Task inputs:
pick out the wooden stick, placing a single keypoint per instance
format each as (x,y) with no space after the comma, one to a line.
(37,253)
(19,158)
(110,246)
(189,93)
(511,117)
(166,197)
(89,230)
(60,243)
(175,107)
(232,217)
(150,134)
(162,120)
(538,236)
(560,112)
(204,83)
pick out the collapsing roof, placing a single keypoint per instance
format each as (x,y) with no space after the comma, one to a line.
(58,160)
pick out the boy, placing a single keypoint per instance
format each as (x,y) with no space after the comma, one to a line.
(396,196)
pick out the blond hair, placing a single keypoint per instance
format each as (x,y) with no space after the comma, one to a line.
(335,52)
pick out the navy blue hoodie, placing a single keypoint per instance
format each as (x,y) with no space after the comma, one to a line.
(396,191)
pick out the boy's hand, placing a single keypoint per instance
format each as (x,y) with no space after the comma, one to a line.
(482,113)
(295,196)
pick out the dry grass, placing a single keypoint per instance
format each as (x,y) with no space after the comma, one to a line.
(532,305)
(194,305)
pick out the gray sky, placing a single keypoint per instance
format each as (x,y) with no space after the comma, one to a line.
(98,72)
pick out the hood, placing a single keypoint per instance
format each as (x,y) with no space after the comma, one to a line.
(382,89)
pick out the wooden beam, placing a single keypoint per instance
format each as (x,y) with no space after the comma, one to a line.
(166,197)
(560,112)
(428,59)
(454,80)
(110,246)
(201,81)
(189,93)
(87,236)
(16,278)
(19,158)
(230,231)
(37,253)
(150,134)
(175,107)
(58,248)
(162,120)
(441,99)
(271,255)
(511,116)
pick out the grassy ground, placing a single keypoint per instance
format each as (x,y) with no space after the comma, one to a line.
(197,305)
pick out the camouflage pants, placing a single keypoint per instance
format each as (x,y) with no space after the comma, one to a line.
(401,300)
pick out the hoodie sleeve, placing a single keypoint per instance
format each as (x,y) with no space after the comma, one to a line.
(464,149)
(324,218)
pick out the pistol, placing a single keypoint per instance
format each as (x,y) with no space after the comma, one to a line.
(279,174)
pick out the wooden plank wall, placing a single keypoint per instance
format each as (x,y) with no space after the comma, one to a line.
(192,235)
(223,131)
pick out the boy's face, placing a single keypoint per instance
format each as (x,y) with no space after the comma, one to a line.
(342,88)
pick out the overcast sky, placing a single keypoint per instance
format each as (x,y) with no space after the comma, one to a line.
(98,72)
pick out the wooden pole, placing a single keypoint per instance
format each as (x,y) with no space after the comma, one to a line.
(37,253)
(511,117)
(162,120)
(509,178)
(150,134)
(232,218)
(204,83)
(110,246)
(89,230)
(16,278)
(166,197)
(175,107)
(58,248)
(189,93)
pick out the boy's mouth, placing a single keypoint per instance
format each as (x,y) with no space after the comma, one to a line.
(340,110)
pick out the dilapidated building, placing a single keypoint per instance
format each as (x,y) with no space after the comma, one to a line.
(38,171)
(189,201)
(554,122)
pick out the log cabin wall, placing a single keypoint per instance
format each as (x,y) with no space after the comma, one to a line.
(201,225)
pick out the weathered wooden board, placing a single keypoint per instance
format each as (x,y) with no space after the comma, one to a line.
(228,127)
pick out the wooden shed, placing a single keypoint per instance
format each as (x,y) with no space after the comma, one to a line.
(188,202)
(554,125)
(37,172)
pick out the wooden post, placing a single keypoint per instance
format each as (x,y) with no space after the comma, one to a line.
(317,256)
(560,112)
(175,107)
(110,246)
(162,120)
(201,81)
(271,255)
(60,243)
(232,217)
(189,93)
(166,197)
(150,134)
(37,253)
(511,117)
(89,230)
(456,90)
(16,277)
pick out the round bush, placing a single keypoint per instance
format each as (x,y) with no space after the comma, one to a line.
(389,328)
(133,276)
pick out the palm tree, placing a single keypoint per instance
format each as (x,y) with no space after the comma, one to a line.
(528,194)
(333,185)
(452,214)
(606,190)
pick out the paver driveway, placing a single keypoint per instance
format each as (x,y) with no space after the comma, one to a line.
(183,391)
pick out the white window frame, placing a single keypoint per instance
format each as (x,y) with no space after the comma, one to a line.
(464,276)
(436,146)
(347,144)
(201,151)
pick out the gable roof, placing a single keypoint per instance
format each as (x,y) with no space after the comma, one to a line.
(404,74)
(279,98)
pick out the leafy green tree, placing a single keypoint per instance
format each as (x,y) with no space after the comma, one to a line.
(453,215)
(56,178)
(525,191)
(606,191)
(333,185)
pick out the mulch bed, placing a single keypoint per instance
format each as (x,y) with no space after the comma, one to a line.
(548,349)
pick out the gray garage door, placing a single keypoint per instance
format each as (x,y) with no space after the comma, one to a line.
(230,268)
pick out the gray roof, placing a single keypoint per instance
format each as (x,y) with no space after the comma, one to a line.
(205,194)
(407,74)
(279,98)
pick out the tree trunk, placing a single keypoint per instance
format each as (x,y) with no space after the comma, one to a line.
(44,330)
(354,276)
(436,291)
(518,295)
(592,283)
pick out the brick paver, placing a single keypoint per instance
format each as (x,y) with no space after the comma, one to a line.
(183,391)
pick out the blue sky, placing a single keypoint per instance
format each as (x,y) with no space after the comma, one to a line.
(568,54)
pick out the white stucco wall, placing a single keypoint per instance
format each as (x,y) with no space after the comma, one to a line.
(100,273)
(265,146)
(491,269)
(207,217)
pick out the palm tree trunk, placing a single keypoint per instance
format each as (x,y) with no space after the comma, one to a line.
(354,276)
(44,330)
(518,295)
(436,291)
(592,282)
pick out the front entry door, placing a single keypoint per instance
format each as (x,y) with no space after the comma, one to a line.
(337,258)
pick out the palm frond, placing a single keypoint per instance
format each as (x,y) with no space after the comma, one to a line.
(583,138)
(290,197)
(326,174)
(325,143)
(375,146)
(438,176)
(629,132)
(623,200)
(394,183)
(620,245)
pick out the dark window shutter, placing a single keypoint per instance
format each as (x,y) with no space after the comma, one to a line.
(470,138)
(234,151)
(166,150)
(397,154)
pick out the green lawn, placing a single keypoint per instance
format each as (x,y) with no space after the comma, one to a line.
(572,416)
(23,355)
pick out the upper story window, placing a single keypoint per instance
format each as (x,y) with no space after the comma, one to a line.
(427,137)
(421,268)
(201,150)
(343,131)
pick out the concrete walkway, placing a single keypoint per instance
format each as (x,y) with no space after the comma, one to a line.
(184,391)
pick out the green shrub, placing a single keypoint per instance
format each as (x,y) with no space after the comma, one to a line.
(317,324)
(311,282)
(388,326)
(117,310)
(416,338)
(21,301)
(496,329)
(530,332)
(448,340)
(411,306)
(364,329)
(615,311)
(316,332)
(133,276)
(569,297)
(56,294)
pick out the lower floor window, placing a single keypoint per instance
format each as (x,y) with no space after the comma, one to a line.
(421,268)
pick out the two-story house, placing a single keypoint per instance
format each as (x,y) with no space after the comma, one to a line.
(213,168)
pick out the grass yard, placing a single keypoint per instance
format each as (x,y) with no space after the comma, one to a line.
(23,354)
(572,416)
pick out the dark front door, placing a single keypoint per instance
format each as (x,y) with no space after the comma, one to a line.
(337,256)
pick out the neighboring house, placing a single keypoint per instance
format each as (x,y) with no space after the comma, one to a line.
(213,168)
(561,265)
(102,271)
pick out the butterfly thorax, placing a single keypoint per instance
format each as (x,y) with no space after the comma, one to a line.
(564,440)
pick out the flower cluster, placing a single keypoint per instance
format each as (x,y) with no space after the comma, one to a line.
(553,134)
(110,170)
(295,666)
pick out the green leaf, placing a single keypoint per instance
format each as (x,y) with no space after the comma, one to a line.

Given instruction: Output the line that contains "pick out the lower", followed by every later line in the listing, with no line omitted and none added.

Worked answer:
pick out the lower floor window, placing a single keypoint per instance
format each as (x,y) with no space after the comma, one to a line.
(421,268)
pick out the two-story house, placing a single keypoint per instance
format each as (x,y) with no space after the comma, one to a line.
(213,168)
pick out the grass yard, placing a single keypoint per instance
format each as (x,y) with no space after the comma, one to a line.
(23,354)
(572,416)
pick out the dark front door, placing a single keypoint per instance
format each as (x,y) with no space after the comma, one to a line.
(337,256)
pick out the neighboring house, placing a single keypoint per instance
format each as (x,y) with no space after the comma, one to a line.
(213,168)
(561,265)
(102,271)
pick out the butterfly thorax, placing a single keypoint per instance
format each as (x,y) with no space after the comma, one to a line.
(564,440)
pick out the flower cluster, placing a single keypoint per instance
format each as (x,y) with no space after the comma, one to a line.
(553,134)
(110,170)
(295,666)
pick out the green leaf, placing a single keypoint per instance
format each as (x,y) with no space after the comma, one to a line.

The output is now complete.